TEXT FOR ANALYSIS:
+ + + +

2021-07-09T15:50:10+01:00Friday 9 July 2021|
  • Scott-McKenzie

Recovering Covid patient Scott McKenzie is hoping football comes home this weekend – after it came to his Walsall bedside to allow him to watch England’s Euro 2020 semi-final win.

Staff on Ward 2 at Walsall Manor Hospital arranged for a large TV and alcohol free beers so England fan Scott could enjoy the Three Lions’ 2-1 win over Denmark at Wembley on Wednesday night from his bedside.

The Aston Villa supporter, 27, who is a partner in a sign installation business, has been in a side room on his own without visitors since he was admitted to the ward on Sunday with Covid-19, pneumonia and a chest infection. But he was cheered by the thoughtful gesture.

“People were Facetiming me about the game and the next thing I knew, I had a massive TV and a couple of non-alcoholic beers to watch it,” said Scott. “I can’t thank the staff enough – they have been brilliant and I got my family to drop off some chocolates for them to say thanks.”

+ + + +

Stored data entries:
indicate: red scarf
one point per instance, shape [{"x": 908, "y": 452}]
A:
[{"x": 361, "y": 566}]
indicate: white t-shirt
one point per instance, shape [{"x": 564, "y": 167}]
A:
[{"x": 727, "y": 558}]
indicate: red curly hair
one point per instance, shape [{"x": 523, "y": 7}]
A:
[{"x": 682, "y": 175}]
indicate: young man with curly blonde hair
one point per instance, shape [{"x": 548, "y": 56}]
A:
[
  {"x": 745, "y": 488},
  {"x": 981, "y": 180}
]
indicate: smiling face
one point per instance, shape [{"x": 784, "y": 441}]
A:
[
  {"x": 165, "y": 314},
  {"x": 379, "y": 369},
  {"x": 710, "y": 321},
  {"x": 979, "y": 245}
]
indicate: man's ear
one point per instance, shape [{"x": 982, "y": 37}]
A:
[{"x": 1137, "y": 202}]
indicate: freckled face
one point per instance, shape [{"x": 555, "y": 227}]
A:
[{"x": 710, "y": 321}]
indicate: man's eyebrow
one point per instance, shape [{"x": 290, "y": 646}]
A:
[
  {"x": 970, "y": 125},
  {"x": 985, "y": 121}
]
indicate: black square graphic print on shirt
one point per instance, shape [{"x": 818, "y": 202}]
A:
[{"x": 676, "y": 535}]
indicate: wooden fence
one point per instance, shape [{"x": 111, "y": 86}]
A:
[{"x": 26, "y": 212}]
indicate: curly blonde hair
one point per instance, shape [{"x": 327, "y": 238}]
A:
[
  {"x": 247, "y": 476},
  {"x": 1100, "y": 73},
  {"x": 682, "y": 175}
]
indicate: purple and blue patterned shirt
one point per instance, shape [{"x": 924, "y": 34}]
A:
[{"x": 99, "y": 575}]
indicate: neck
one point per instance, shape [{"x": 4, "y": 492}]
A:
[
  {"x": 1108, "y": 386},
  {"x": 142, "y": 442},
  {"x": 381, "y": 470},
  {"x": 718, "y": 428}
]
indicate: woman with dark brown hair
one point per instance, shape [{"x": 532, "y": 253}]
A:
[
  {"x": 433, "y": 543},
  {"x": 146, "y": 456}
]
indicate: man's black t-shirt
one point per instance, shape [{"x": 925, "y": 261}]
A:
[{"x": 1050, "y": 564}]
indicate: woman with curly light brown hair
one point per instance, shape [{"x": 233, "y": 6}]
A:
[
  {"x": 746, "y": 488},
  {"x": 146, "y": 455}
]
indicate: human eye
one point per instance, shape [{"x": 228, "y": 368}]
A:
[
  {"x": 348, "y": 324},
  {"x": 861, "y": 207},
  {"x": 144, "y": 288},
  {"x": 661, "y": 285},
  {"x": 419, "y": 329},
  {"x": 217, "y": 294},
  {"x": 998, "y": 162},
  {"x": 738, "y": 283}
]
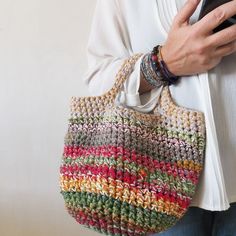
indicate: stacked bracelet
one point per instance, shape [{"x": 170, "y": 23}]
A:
[
  {"x": 150, "y": 75},
  {"x": 155, "y": 70},
  {"x": 161, "y": 67}
]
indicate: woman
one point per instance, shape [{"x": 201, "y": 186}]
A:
[{"x": 206, "y": 64}]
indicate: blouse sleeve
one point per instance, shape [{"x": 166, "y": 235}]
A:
[{"x": 108, "y": 46}]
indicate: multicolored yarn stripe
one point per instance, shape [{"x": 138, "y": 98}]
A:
[{"x": 127, "y": 173}]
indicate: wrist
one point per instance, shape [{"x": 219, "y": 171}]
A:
[{"x": 169, "y": 61}]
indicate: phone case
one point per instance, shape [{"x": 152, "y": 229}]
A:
[{"x": 209, "y": 5}]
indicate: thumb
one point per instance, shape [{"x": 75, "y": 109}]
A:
[{"x": 186, "y": 12}]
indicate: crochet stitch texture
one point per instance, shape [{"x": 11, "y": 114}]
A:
[{"x": 128, "y": 173}]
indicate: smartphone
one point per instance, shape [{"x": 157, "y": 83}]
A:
[{"x": 209, "y": 5}]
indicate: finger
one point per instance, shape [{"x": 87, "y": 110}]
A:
[
  {"x": 186, "y": 12},
  {"x": 216, "y": 17},
  {"x": 225, "y": 50},
  {"x": 223, "y": 37}
]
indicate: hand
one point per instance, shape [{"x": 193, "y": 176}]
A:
[{"x": 192, "y": 49}]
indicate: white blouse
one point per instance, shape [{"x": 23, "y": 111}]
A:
[{"x": 121, "y": 28}]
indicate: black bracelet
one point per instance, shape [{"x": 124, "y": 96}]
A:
[{"x": 160, "y": 66}]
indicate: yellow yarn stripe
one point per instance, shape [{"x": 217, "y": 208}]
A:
[{"x": 121, "y": 191}]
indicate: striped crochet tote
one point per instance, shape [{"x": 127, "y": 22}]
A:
[{"x": 129, "y": 173}]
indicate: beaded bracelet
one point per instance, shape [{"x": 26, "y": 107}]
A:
[
  {"x": 160, "y": 65},
  {"x": 149, "y": 74}
]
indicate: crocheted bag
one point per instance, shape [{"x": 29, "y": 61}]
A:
[{"x": 129, "y": 173}]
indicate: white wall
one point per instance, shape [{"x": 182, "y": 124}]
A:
[{"x": 42, "y": 59}]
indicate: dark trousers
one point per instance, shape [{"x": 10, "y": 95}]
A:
[{"x": 200, "y": 222}]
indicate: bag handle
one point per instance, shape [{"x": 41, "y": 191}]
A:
[{"x": 124, "y": 72}]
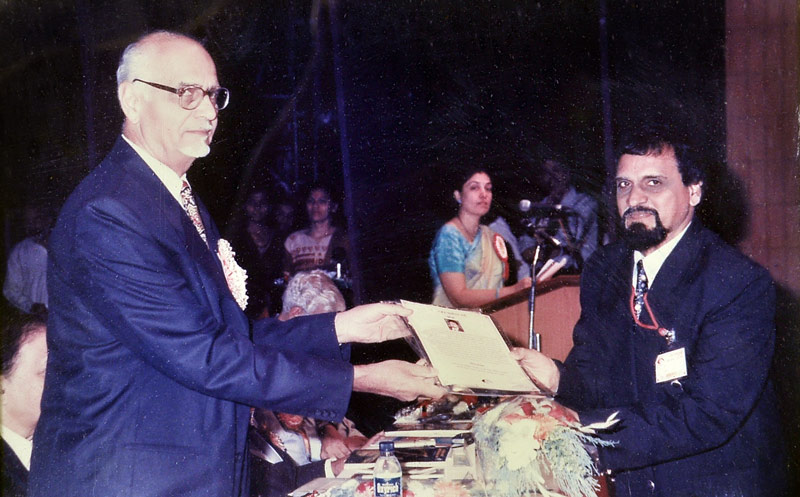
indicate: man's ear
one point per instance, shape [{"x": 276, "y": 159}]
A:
[
  {"x": 695, "y": 193},
  {"x": 295, "y": 311},
  {"x": 129, "y": 101}
]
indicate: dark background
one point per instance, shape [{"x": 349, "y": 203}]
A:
[
  {"x": 380, "y": 99},
  {"x": 421, "y": 86}
]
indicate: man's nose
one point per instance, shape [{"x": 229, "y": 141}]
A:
[
  {"x": 637, "y": 196},
  {"x": 207, "y": 108}
]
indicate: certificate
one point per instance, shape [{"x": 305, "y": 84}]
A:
[{"x": 467, "y": 350}]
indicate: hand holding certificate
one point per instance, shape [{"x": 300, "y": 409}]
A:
[{"x": 467, "y": 350}]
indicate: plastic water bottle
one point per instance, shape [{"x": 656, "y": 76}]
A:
[{"x": 387, "y": 475}]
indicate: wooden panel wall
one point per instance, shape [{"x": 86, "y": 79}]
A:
[
  {"x": 763, "y": 95},
  {"x": 763, "y": 114}
]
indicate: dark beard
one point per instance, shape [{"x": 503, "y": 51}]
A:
[{"x": 638, "y": 236}]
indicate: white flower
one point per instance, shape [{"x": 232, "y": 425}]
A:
[{"x": 234, "y": 274}]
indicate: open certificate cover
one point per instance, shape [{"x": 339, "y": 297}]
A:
[{"x": 467, "y": 350}]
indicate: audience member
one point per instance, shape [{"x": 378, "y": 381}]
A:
[
  {"x": 676, "y": 335},
  {"x": 291, "y": 449},
  {"x": 469, "y": 261},
  {"x": 259, "y": 251},
  {"x": 565, "y": 215},
  {"x": 153, "y": 364},
  {"x": 322, "y": 244},
  {"x": 24, "y": 356},
  {"x": 284, "y": 213},
  {"x": 25, "y": 286}
]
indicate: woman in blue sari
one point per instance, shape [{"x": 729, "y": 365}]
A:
[{"x": 469, "y": 261}]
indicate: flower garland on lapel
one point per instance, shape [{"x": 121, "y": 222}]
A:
[{"x": 235, "y": 275}]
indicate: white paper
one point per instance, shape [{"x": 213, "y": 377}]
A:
[{"x": 466, "y": 349}]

+ + + +

EXERCISE REQUIREMENTS:
1. Answer these questions about the article on Scott McKenzie:
(a) Which ward is Scott McKenzie on, and at which hospital?
(b) How old is he?
(c) What did he get his family to drop off for the staff?
2. Can you write out the part of the article on Scott McKenzie from "2021-07-09T15:50:10+01:00Friday 9 July" to "the thoughtful gesture.", changing "Denmark" to "Croatia"?
3. Can you carry the article on Scott McKenzie further, picking up after its last sentence?
You won't need the rows for any of this.

TASK ANSWERS:
1.
(a) Ward 2 at Walsall Manor Hospital.
(b) 27.
(c) Some chocolates.

2.
2021-07-09T15:50:10+01:00Friday 9 July 2021|
  • Scott-McKenzie

Recovering Covid patient Scott McKenzie is hoping football comes home this weekend – after it came to his Walsall bedside to allow him to watch England’s Euro 2020 semi-final win.

Staff on Ward 2 at Walsall Manor Hospital arranged for a large TV and alcohol free beers so England fan Scott could enjoy the Three Lions’ 2-1 win over Croatia at Wembley on Wednesday night from his bedside.

The Aston Villa supporter, 27, who is a partner in a sign installation business, has been in a side room on his own without visitors since he was admitted to the ward on Sunday with Covid-19, pneumonia and a chest infection. But he was cheered by the thoughtful gesture.

3.
Now Scott is hoping he can enjoy the final too – from home, if he is allowed after the semi-final went to extra-time. “I was so nervous, even when we scored, because it was so ‘touch and go’ and I was so on edge,” added Scott. “But bring on Italy now – it’s coming home!”

Ward Manager Aaron Bate said: “Scott is a lovely lad and at his age we thought that if he was fit and well he would have been out watching the game with his mates so we thought this would be a good thing to do for him. We borrowed the TVs from the Learning Centre here and Rachel Bayley there is so helpful.

“But this wasn’t a one-off gesture for Scott; we have done this for all the England games for patients and offered them non-alcoholic beers, wine or shandy. We’ll be doing it on Sunday when we’ll have the tennis from Wimbledon and the football on.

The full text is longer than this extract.